TEXT UNDER STUDY below:

She glared at me. “You’re making jokes? REALLY?!”
Supriya and I (more her than me) delivered Slade right there on the bathroom floor. I was tying the umbilical cord off with an old shoelace when the paramedics arrived. Childbirths on TV shows are always beautiful—the babies come out pink and cute and wrapped in a blanket. Sometimes, real life is a little different. Slade came out sort of off-color and covered with, well, while I’m certain there’s a technical term, let’s just call it “goo.”
“How does he look?” Supriya asked me when he first emerged. “How does the baby look?”
“He looks great,” I lied. What I wanted to tell her was he didn’t look done—and that maybe we needed to put him back in.
By this time, Supriya’s father and a police officer who had been nearby arrived at the house. I found out later these two brave men heard Supriya screaming and looked at one another. “Well, I’m not going in there,” said one.
“Well, if you’re not going in there, I’m not going in there,” replied the other.
When I handed Supriya our child for the first time, her pain instantly vanished. It was one of the most amazing moments of our lives; I don’t think I have ever loved my wife more. Now all she cared about was her newborn child. People later asked me if I panicked. “No,” I would tell them, “all I did was catch the baby.”
Later, the doctor had the hardest time figuring out the billing for our insurance. “I didn’t deliver the baby,” she said.
Slade’s birth was a reminder to me of the greatness of God and the gift of life. Again, God had given Supriya and me the strength together to bring our own child into the world.
Every American cares about healthcare because it’s a life and death issue that determines how we care for our society’s most vulnerable people. As I said earlier, it’s personal.
The federal government is uniquely
unsuited
to manage healthcare. Washington is full of big proposals dealing with national policy. A lot of these policies are geared toward hitting macro-level targets, like Obamacare’s goal of 16 million new Medicaid enrollees. And often, few have really contemplated the unintended consequences of these policies on an individual level. Is this a chance we should be taking with our healthcare system—something so personal, and yet also representing one-sixth of our economy?
Our Founding Fathers created a federal system because they understood everyday political issues should be handled at the most local level possible. The national government was meant to handle large-scale problems like national defense, not to dictate which medical procedures individuals can get and at what cost.
Government is most likely to threaten your life and liberty when it sees you as a number instead of a person. It’s not that Congress has bad intentions—it’s got its share of corrupt members, but the majority in each party means well. And it’s not that bureaucrats are inherently lazy, dishonest brutes, either. But the bureaucracy is designed to behave slowly, dispassionately, and without regard to the individual circumstances of each person its decisions effect. And that is where government can become disconnected from the individuals it is supposed to serve.

End of TEXT UNDER STUDY.

_QUESTIONS TO ANSWER:_
a: In the passage about Slade's birth, what did the narrator use to tie off the umbilical cord?
b: Write the next part of the passage about Slade's birth and healthcare, continuing from its final sentence.
The rows that follow play no part in this work.

SOURCE DATA below:

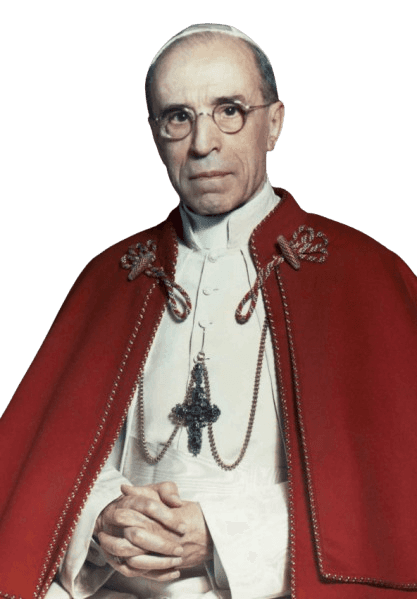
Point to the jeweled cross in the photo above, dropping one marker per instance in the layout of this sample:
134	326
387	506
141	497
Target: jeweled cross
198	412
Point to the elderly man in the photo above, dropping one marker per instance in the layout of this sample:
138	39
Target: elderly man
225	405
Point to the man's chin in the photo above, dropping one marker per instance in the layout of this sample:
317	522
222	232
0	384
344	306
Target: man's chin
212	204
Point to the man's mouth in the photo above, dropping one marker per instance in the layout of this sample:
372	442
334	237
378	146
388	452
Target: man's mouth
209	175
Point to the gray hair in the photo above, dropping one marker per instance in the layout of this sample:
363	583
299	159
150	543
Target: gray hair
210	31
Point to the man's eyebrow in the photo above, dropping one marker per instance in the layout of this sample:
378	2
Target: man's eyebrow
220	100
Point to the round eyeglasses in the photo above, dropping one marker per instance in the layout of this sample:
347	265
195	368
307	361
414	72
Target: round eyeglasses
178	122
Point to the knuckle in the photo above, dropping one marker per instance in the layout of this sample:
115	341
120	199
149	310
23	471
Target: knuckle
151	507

End of SOURCE DATA.
SOURCE DATA below:

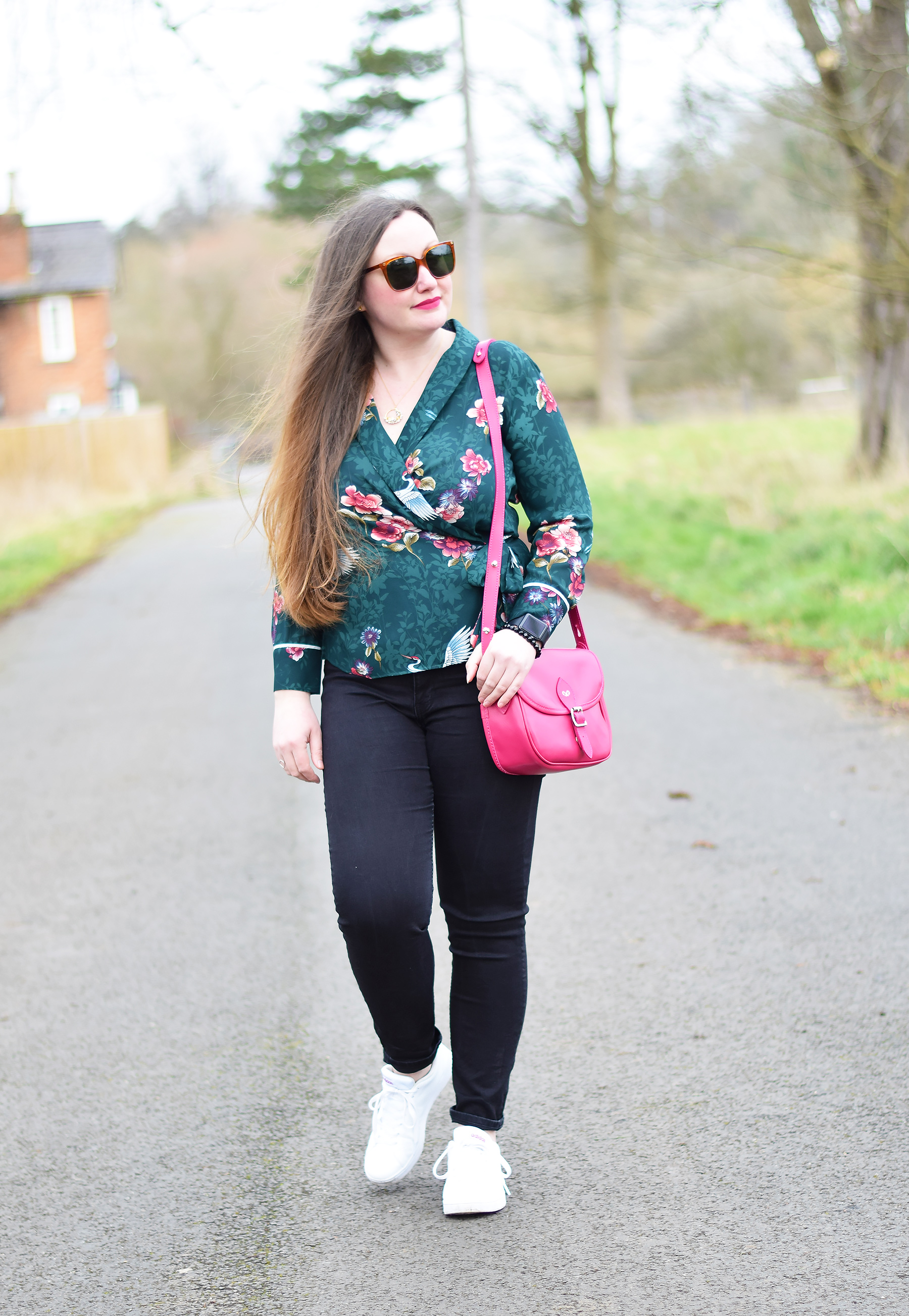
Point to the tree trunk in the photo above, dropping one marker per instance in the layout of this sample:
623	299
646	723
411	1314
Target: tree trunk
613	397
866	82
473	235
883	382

End of SOURCE DATA.
SOURCE DATA below:

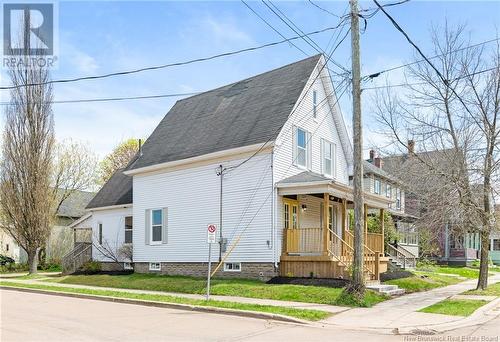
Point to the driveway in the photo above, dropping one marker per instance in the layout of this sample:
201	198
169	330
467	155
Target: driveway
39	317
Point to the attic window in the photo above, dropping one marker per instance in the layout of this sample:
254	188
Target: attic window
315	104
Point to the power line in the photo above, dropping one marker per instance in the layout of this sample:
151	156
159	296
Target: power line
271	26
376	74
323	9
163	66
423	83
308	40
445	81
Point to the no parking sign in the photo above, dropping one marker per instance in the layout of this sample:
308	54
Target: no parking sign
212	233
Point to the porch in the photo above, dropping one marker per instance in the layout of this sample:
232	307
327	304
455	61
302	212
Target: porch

End of SOURCE DATA.

_ANSWER SECTION:_
a: An old shoelace.

b:
Here’s a simple illustration of the incredible inertia and bureaucratic disconnect that characterizes our healthcare system. While I was an
assistant secretary at the U.S. Department of Health and Human Services, I convinced Secretary Tommy Thompson to cut the paperwork and red tape that burden medical professionals. There was a form that was supposed to measure the quality of a home healthcare agency. The evaluation contained some rather odd questions: How often do you have sexual relations? How often is foul language used in the home? Asking why irrelevant, intrusive questions like these were necessary, we were told some researcher theorized they were correlated with better healthcare outcomes. We followed up: Did the data prove it to be true? We received a stunning answer: We don’t know, that researcher doesn’t work here anymore. They were asking the questions only because they were supposed to ask the questions!
Americans want healthcare reform that reduces costs, improves outcomes and real access, and puts consumers in control. It’s useless for us to bury our heads in the sand and pretend reform isn’t necessary. The Democrats have chosen a reform program based on a massive expansion of the size and scope of the federal government. Republicans have offered a variety of ideas and plans with a consistent theme of smaller government and a robust private sector.
I reject the claim among some Republican strategists that healthcare is a Democrat issue. It may seem that way, because prominent Democrats such as the late Senator Ted Kennedy worked doggedly toward a specific vision of reform. I disagree with that vision—a single-payer government scheme—but at least they know where they want to go. They’re winning this battle because conservatives have failed to present our own clear, consistent vision for reform.
You could see this even before the debate over Obama’s healthcare bill, back when we were discussing SCHIP expansion. Democrats said they wanted to cover more kids. Republicans opposed the plan by saying
they wanted to cover more kids, but not as many as the Democrats. That’s not a winning argument. Republicans should have argued we wanted children to have coverage too, but instead of relying on a government-run system that crowds out existing private coverage and wastes taxpayer dollars, we should introduce tax credits, voluntary purchasing pools, and other private sector incentives.
Healthcare is not a Democrat or Republican issue. It’s an American issue, and we need to apply tried and true American principles to fix it. But make no mistake—despite all the strengths of our system, we urgently need reform. How will we provide good, dignified care for persons with developmental disabilities as their current caregivers age? As the population of Americans over fifty-five nearly doubles in the next twenty years,
9
how will we ensure there are enough doctors to care for them? As healthcare consumes a growing percentage of our GDP, how do we reduce costs while also expanding real access?
As I said before, I believe healthcare is a right. The issue is not whether or not to expand and improve healthcare—especially for the poor and other vulnerable groups—but whether the instrument of reform will be the government or the private sector. In my view, the government’s role should be ensuring a robust marketplace that is competitive (so consumers have choice), transparent (so consumers can make informed decisions), accountable (so resources are lever-aged to reward good clinical outcomes rather than simply paying for the process of care), effective (by engaging consumers in making good health choices for themselves and their families), and accessible (so healthcare is affordable). Moreover, the system has to be based on sound, proven economic principles—the government simply cannot suspend the law of supply and demand. When government inserts itself into a marketplace and makes bureaucratic
decisions about paying for services, the inevitable result is shortages and fraud.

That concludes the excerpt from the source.